(A run of rows)

--------------------

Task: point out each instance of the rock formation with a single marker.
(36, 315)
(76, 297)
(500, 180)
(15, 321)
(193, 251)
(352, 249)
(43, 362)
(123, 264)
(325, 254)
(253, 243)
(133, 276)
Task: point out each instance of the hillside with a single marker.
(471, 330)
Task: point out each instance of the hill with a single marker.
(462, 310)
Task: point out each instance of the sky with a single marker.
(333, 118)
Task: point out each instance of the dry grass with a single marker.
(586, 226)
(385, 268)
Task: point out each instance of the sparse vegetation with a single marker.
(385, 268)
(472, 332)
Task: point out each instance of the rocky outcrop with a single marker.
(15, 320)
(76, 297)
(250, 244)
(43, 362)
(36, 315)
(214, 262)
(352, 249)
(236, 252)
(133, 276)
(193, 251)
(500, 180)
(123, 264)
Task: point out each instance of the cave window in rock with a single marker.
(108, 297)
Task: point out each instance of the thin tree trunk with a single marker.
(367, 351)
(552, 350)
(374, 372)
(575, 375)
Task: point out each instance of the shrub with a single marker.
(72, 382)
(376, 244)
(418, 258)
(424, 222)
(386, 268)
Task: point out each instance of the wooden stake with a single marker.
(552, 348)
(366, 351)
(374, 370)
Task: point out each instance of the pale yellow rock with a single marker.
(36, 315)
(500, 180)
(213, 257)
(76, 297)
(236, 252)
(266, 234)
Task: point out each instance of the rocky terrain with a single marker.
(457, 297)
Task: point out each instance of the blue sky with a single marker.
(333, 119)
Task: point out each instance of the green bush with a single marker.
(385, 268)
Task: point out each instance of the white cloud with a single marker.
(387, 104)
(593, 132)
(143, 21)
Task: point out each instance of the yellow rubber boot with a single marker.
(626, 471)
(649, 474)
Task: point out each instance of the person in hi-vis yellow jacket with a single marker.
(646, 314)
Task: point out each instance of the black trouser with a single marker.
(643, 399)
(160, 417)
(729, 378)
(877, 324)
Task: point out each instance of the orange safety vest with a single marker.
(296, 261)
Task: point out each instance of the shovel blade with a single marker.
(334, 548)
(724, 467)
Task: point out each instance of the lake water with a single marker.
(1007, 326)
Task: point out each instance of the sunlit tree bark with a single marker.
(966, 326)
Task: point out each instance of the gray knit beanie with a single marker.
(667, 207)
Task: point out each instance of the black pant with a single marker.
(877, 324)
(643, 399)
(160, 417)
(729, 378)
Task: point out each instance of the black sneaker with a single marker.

--------------------

_Exercise brief_. Rescale the rows above, starting at the row containing "Task: point out each instance of the shovel" and ending at the last row, by reproducing every one of them with all answer point coordinates multiplied by 1.8 and rounded to whole numbers, halves rounded up. Leave all other wording unchanged.

_Full output_.
Task: point out each instance of the shovel blade with a single marker.
(601, 986)
(1303, 841)
Task: point out each instance of the lake water with a single marker.
(1813, 587)
Task: point out each instance of the sunlit tree bark with a single marker.
(1739, 587)
Task: point out each instance of the gray knit beanie with a single marker.
(1201, 373)
Task: point out each instance of the black pant with a single marker.
(1579, 583)
(1157, 718)
(288, 751)
(1312, 680)
Task: point out each instance of the black sneaker with a single marker.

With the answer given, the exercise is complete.